_AIM OF THE EXERCISE_
Copy verbatim the portion of the records that begins with the line containing "Where can the woman's eyebrow" and ends with the line containing "<point>306,18</point>", including both of those lines and nothing else.

_TASK INPUTS_
▶

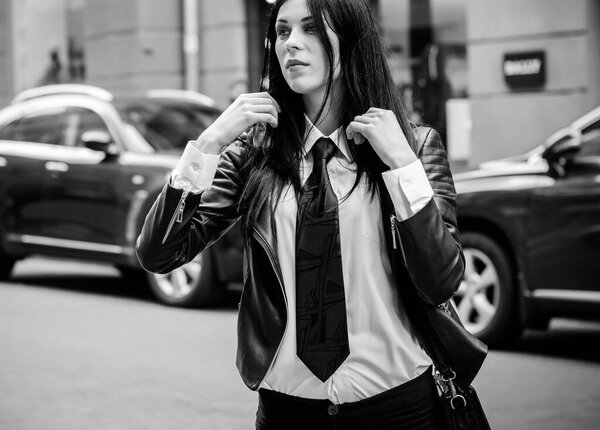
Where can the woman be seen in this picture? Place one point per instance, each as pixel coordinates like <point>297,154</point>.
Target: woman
<point>343,226</point>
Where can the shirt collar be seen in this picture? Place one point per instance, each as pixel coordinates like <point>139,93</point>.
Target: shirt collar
<point>313,134</point>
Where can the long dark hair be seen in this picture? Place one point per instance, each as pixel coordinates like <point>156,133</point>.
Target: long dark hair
<point>275,153</point>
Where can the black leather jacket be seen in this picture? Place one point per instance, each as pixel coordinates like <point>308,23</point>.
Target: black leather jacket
<point>424,250</point>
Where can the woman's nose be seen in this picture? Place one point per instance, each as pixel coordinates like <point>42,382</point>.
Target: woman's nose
<point>293,41</point>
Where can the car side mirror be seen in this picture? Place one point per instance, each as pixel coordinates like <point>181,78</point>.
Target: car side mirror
<point>99,140</point>
<point>559,153</point>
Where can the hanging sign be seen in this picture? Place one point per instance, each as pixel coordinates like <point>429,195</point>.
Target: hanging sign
<point>525,69</point>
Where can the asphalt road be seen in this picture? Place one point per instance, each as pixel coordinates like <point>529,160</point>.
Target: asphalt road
<point>80,348</point>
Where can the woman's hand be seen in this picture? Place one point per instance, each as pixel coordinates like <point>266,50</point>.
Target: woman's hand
<point>380,127</point>
<point>244,112</point>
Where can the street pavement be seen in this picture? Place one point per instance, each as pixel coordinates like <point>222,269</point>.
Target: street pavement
<point>80,348</point>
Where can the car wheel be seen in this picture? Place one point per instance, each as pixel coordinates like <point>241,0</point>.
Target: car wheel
<point>486,300</point>
<point>191,285</point>
<point>6,265</point>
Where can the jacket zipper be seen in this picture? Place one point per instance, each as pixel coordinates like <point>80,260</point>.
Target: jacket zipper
<point>178,215</point>
<point>396,240</point>
<point>275,266</point>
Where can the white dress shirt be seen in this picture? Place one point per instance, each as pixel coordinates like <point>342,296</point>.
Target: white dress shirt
<point>383,351</point>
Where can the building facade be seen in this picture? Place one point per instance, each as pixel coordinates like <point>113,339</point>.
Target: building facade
<point>496,77</point>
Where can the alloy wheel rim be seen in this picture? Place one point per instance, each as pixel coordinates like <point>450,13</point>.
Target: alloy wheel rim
<point>181,282</point>
<point>478,296</point>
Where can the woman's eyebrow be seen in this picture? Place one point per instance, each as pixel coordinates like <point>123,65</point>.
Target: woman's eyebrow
<point>306,18</point>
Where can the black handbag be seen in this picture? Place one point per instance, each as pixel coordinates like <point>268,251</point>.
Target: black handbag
<point>461,407</point>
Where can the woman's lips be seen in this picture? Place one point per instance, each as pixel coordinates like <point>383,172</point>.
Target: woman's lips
<point>295,64</point>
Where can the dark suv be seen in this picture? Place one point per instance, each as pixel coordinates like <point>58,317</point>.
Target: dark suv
<point>530,227</point>
<point>79,169</point>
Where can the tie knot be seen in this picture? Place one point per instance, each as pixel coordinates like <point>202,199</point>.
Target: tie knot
<point>324,148</point>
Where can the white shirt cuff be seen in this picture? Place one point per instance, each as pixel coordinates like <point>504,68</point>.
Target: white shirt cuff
<point>409,189</point>
<point>195,170</point>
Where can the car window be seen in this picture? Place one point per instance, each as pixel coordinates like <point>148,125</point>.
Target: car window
<point>45,126</point>
<point>165,124</point>
<point>8,130</point>
<point>590,145</point>
<point>79,120</point>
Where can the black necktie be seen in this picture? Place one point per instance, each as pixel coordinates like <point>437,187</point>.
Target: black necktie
<point>321,327</point>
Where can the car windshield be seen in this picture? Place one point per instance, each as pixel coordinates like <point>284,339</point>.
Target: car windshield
<point>167,124</point>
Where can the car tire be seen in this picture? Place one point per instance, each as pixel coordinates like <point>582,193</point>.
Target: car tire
<point>6,265</point>
<point>487,298</point>
<point>192,285</point>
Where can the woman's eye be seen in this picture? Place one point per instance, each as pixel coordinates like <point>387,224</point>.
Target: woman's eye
<point>310,28</point>
<point>282,31</point>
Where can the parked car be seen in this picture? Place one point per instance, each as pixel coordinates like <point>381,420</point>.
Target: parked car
<point>530,227</point>
<point>79,169</point>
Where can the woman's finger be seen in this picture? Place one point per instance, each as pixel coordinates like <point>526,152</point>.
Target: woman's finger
<point>356,132</point>
<point>363,119</point>
<point>268,96</point>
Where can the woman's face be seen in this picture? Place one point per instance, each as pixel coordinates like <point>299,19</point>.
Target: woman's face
<point>301,55</point>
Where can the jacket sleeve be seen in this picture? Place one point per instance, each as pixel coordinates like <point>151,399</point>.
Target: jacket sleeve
<point>429,239</point>
<point>180,225</point>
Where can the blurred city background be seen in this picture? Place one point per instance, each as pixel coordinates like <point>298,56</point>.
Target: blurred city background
<point>451,57</point>
<point>99,97</point>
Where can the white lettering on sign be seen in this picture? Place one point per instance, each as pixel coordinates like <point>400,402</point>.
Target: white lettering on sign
<point>522,67</point>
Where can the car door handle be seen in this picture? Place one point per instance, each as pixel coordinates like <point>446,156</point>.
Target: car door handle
<point>56,166</point>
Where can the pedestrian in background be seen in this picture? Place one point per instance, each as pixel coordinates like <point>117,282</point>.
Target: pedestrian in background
<point>344,206</point>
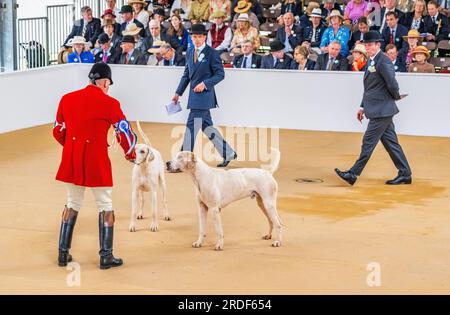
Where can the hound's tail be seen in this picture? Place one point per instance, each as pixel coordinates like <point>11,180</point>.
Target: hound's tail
<point>142,133</point>
<point>276,156</point>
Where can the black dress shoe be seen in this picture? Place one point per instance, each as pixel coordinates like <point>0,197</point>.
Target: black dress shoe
<point>400,180</point>
<point>349,177</point>
<point>226,162</point>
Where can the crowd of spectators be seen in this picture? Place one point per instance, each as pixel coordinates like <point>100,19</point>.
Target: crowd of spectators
<point>268,34</point>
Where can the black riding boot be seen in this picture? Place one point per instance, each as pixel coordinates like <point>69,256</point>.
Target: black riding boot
<point>106,231</point>
<point>69,218</point>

◀

_EXPECTED ANSWER_
Where can the woman's eyebrow be seen in this picture? Place one point per instance, each as pixel coordinates like <point>123,65</point>.
Target: woman's eyebrow
<point>306,18</point>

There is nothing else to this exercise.